# TRECHO DO TEXTO
>>
28 Novembro 2018
"Defender simplesmente o direito à propriedade é evocar a Constituição Imperial de 1824, a que prescrevia direito absoluto à propriedade. Isso não é mais tolerável no nosso país. Precisamos recordar que o Deus da Vida não é neutro e nem cúmplice de nenhuma opressão e nem discriminação", escreve Gilvander Luís Moreira, Frei e padre da Ordem dos carmelitas.
Frei Gilvander é mestre em Exegese Bíblica pelo Pontifício Instituto Bíblica, de Roma; é professor de Teologia Bíblica; assessor da Comissão Pastoral da Terra – CPT -, assessor do Centro Ecumênico de Estudos Bíblicos – CEBI -, assessor do Serviço de Animação Bíblica - SAB - e da Via Campesina em Minas Gerais.
<<
# TAREFA CURTA 1
Responda às perguntas com base no texto sobre o direito à propriedade.
(a) Qual Constituição prescrevia direito absoluto à propriedade?
(b) De qual ordem Gilvander Luís Moreira é frei e padre?
(c) Por qual instituição ele é mestre em Exegese Bíblica?
# TAREFA CURTA 2
Reproduza fielmente o trecho do texto sobre o direito à propriedade que vai de "28 Novembro 2018" até "em Minas Gerais.", incluindo essas palavras.
# TAREFA CURTA 3
Prossiga com o texto sobre o direito à propriedade a partir do ponto em que ele termina.
Os dados não são necessários aqui.

# DADOS
>>
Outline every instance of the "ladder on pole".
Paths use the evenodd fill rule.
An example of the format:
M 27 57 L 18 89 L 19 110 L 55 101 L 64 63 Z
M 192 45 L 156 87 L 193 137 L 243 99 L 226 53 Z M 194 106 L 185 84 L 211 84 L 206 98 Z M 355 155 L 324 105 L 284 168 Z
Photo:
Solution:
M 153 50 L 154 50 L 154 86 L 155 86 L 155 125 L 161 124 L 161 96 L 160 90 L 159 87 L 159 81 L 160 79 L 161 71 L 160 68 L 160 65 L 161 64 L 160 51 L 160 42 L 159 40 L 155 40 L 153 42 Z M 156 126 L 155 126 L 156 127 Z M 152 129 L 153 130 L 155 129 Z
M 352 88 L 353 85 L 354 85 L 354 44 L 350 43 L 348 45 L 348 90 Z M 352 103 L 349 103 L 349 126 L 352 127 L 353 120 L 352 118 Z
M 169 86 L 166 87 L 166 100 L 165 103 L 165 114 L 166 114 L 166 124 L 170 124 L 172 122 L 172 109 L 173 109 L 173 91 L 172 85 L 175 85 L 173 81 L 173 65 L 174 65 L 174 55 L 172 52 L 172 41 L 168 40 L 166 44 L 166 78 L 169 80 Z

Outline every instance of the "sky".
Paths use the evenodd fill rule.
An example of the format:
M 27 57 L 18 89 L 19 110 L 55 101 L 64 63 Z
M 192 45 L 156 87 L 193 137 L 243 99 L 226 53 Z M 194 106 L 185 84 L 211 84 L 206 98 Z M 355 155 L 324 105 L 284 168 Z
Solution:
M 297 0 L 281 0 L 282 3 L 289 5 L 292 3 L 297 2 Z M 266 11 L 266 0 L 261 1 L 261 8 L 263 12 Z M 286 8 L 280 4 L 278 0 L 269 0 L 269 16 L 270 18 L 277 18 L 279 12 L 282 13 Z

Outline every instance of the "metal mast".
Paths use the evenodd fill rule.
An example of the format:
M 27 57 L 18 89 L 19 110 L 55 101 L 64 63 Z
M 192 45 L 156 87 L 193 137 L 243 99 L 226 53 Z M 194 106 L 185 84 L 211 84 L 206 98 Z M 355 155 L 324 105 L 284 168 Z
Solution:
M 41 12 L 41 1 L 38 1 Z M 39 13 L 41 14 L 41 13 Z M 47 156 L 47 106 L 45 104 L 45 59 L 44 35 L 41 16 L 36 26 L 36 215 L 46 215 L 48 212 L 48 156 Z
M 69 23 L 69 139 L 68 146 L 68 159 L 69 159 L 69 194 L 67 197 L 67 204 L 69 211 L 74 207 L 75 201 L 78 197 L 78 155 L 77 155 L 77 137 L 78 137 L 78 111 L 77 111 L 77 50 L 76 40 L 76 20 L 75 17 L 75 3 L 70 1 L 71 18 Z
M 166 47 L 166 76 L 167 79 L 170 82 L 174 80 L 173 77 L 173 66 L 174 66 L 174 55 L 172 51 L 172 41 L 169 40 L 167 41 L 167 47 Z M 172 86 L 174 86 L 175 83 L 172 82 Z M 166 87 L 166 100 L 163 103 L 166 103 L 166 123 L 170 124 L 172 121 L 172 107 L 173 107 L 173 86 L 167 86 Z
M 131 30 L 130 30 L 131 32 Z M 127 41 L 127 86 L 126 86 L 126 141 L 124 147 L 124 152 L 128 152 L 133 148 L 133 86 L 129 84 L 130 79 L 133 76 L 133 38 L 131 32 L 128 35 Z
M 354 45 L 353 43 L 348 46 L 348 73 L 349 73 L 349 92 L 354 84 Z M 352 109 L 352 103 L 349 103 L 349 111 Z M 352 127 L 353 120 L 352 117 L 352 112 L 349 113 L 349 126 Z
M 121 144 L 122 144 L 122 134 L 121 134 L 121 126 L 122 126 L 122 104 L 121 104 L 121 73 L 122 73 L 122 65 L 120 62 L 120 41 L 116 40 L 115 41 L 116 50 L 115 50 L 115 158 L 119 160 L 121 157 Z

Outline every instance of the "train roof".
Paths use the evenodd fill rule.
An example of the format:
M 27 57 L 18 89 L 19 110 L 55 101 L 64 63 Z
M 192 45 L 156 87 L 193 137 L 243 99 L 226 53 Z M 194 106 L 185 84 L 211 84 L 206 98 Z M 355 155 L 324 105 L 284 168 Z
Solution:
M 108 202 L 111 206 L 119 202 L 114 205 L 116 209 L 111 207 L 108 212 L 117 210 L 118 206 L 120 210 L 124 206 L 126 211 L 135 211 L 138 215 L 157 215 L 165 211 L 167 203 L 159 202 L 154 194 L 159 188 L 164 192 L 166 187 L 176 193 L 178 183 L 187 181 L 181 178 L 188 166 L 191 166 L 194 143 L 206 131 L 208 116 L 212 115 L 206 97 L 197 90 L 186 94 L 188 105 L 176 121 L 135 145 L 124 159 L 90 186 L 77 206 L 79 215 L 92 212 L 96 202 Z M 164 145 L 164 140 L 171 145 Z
<<
# RESPOSTA ESCRITA 1
(a) A Constituição Imperial de 1824.
(b) Da Ordem dos carmelitas.
(c) Pelo Pontifício Instituto Bíblica, de Roma.

# RESPOSTA ESCRITA 2
28 Novembro 2018
"Defender simplesmente o direito à propriedade é evocar a Constituição Imperial de 1824, a que prescrevia direito absoluto à propriedade. Isso não é mais tolerável no nosso país. Precisamos recordar que o Deus da Vida não é neutro e nem cúmplice de nenhuma opressão e nem discriminação", escreve Gilvander Luís Moreira, Frei e padre da Ordem dos carmelitas.
Frei Gilvander é mestre em Exegese Bíblica pelo Pontifício Instituto Bíblica, de Roma; é professor de Teologia Bíblica; assessor da Comissão Pastoral da Terra – CPT -, assessor do Centro Ecumênico de Estudos Bíblicos – CEBI -, assessor do Serviço de Animação Bíblica - SAB - e da Via Campesina em Minas Gerais.

# RESPOSTA ESCRITA 3
Aconteceu ontem, dia 22 de novembro de 2018, uma Audiência Pública na Assembleia Legislativa de Minas Gerais (ALMG), na Comissão de Direitos Humanos, presidida pelo deputado Cristiano Silveira (PT). O assunto: ameaça gravíssima e profundamente injusta de despejo de 450 famílias de Sem Terra do MST, acampadas há 20 anos no latifúndio de 3.900 hectares da ex-usina Ariadnópolis, em Campo do Meio, no sul de Minas Gerais.
Em nome da Comissão Pastoral da Terra (CPT), eu disse lá ... “Agradecemos ao Deputado Rogério Correia e ao deputado Cristiano Silveira, ambos do PT, por terem realizado, dia 21 de novembro de 2018, Audiência Pública na ALMG em homenagem aos 40 anos da CPT/MG, ocasião em que apresentamos o livro anual da CPT “Conflitos no Campo Brasil”, relativo a 2017, e, emocionados, prestamos mais um Tributo aos Companheiros Alvimar Ribeiro e Tiãozinho (In memorian), ambos da CPT/MG.”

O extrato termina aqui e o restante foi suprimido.